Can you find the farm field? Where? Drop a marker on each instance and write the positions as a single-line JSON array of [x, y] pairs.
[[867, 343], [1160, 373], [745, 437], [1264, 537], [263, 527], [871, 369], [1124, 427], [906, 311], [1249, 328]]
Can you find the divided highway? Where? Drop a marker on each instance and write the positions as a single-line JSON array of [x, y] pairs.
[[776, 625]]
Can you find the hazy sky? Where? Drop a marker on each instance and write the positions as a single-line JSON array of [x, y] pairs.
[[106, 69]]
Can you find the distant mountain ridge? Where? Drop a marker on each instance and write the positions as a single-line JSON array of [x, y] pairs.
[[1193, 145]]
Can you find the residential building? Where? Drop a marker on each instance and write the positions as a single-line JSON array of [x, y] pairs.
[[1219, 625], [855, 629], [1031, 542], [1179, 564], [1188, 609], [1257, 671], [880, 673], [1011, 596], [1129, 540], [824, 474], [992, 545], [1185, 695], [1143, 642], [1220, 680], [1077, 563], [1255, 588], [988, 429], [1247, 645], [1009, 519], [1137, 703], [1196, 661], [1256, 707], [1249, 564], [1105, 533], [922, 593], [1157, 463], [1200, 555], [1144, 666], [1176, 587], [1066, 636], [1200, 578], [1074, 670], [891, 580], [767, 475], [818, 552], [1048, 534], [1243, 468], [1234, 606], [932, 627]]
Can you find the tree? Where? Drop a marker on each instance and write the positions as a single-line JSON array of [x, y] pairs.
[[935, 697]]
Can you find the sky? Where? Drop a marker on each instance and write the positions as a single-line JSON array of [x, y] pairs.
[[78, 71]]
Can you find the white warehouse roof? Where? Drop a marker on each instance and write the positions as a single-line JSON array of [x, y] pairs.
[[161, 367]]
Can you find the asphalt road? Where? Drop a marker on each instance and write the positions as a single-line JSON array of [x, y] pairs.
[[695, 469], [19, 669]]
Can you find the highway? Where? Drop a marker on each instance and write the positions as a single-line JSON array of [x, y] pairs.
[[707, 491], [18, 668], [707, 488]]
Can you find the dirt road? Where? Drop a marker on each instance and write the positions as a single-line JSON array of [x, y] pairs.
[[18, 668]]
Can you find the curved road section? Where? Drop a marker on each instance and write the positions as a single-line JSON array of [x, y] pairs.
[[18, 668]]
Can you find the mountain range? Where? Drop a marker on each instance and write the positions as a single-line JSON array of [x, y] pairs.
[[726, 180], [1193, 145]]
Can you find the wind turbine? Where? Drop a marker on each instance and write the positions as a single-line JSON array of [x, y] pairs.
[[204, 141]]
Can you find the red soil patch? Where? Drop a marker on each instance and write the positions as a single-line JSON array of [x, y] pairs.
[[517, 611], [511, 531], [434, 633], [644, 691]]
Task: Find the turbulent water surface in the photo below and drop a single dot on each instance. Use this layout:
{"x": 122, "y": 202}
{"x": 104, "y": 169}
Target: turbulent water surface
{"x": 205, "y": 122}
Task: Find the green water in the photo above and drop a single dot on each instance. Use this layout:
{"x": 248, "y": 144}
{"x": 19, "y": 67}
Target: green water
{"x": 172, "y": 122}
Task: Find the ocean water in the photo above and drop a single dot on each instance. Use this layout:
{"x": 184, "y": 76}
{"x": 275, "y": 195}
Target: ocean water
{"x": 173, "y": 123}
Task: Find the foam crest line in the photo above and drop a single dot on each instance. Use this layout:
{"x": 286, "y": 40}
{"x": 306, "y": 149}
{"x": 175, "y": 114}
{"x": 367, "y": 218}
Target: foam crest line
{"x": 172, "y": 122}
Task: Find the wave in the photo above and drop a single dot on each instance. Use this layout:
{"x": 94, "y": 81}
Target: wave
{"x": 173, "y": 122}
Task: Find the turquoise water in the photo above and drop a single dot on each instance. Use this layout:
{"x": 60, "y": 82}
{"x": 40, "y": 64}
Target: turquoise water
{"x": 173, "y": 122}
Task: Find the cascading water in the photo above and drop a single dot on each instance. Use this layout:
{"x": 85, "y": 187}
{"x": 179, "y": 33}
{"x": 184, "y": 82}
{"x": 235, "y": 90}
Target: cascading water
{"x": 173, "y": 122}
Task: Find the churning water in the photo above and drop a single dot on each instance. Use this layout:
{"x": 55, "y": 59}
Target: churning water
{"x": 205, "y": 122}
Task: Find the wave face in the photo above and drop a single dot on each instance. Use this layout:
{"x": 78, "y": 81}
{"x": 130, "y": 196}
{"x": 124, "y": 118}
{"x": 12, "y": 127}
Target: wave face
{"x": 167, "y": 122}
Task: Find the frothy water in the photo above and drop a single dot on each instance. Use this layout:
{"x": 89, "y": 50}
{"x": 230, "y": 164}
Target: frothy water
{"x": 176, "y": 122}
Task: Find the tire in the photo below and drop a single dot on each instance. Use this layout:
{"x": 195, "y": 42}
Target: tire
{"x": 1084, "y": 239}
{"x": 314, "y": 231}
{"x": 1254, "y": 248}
....
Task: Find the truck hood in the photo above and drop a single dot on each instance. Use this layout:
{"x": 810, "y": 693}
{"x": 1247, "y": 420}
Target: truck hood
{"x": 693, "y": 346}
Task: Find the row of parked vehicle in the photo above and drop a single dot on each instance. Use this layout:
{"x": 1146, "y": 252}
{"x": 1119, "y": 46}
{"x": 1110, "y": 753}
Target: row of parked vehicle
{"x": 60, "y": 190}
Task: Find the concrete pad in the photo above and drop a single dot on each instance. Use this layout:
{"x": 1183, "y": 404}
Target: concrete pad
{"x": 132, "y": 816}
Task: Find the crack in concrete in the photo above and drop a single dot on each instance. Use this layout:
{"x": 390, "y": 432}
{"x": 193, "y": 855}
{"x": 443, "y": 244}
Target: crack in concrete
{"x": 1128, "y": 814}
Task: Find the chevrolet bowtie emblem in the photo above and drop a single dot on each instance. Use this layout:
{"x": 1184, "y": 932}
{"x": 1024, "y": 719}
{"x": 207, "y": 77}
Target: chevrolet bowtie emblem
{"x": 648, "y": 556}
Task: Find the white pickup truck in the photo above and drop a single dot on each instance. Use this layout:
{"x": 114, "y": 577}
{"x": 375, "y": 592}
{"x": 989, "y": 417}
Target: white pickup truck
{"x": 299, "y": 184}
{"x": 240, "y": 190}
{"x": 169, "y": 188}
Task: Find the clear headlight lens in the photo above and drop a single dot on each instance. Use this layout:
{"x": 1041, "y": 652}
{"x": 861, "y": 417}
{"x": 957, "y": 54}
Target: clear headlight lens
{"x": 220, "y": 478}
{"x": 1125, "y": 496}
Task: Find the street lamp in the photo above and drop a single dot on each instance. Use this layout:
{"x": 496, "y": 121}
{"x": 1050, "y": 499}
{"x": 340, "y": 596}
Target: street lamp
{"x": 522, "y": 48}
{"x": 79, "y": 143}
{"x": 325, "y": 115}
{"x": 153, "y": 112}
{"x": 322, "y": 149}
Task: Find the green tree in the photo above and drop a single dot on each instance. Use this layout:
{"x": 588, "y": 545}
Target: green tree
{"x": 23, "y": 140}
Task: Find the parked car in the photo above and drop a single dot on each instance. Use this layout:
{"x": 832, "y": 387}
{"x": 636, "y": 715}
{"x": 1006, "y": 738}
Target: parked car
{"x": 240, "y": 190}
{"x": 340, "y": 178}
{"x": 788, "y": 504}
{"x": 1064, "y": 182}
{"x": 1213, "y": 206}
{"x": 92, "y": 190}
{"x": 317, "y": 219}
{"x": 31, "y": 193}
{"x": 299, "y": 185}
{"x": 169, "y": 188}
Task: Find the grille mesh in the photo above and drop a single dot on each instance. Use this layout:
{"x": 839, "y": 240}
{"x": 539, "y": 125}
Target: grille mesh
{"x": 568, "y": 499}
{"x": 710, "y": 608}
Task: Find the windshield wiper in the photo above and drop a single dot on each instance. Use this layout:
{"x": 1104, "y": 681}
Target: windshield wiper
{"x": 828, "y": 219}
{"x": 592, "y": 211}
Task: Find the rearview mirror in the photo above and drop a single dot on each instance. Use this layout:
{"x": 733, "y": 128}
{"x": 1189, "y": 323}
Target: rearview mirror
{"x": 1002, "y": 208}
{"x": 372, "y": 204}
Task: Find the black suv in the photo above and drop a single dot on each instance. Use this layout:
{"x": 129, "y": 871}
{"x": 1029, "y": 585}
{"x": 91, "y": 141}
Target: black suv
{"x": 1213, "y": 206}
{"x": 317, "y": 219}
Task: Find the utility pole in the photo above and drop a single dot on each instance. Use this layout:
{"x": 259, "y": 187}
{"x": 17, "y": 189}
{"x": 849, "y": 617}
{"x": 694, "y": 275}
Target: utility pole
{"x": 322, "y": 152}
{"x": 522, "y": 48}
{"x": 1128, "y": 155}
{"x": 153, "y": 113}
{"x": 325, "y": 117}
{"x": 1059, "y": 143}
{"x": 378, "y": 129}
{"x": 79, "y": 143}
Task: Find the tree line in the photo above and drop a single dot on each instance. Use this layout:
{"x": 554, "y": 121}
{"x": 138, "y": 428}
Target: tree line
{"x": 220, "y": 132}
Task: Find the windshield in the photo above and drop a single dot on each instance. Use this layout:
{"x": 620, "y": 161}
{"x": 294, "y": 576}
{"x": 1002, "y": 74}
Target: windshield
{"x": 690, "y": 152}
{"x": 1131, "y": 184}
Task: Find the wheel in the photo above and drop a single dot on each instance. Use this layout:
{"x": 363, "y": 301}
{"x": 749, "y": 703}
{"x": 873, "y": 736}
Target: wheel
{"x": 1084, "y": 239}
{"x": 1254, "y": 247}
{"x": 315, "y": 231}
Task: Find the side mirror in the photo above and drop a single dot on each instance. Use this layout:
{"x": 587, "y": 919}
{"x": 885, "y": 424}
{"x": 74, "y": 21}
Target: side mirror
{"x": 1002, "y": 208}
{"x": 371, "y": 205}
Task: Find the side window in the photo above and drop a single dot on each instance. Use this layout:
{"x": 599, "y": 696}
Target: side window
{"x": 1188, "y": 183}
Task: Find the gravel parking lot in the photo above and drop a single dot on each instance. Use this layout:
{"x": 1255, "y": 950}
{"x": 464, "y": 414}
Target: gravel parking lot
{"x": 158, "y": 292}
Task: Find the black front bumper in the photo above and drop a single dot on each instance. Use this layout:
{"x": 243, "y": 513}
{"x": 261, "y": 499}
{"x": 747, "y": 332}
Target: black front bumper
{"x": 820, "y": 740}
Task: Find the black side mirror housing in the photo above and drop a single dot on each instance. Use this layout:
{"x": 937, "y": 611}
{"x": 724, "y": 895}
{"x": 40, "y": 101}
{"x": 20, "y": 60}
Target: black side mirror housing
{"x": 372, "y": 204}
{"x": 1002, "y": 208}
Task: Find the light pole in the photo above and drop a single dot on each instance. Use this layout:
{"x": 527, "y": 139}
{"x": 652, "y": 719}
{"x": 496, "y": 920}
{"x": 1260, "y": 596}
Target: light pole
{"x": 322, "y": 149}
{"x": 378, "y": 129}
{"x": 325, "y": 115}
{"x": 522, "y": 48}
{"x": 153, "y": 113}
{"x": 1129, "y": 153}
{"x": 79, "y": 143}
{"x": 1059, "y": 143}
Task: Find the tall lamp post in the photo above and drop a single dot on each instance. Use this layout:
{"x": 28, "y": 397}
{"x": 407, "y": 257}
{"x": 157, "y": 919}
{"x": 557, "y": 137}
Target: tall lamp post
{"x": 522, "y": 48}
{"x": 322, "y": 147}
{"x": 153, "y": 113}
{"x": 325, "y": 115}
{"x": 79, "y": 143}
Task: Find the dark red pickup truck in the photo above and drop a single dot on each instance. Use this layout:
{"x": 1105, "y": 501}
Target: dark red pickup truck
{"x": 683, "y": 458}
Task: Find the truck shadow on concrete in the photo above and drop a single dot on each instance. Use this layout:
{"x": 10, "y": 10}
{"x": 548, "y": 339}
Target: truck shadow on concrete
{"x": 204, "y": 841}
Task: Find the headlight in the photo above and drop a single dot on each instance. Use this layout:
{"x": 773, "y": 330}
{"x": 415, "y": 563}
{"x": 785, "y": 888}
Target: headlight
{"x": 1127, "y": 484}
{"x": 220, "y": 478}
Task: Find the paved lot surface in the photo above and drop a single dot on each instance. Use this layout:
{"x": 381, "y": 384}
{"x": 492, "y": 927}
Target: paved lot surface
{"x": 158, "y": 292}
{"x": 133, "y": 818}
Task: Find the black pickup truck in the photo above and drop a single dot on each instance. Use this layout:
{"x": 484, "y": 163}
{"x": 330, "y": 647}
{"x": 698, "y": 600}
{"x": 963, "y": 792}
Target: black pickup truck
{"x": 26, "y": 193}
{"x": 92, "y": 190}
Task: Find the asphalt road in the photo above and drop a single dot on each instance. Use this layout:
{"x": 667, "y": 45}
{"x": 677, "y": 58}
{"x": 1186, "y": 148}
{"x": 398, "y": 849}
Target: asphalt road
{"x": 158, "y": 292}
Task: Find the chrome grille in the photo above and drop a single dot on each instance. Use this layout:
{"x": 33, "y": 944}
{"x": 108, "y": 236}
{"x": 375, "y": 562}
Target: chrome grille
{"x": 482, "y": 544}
....
> [Exercise instructions]:
Using the listing, copy every line where the word "below" shows up.

> [Task output]:
Task: Find the turbulent water surface in the photo below and drop a single dot on each instance. Use this layout:
Task: Find the tire in the photo below and drop a single dot on each instance. Use this layout:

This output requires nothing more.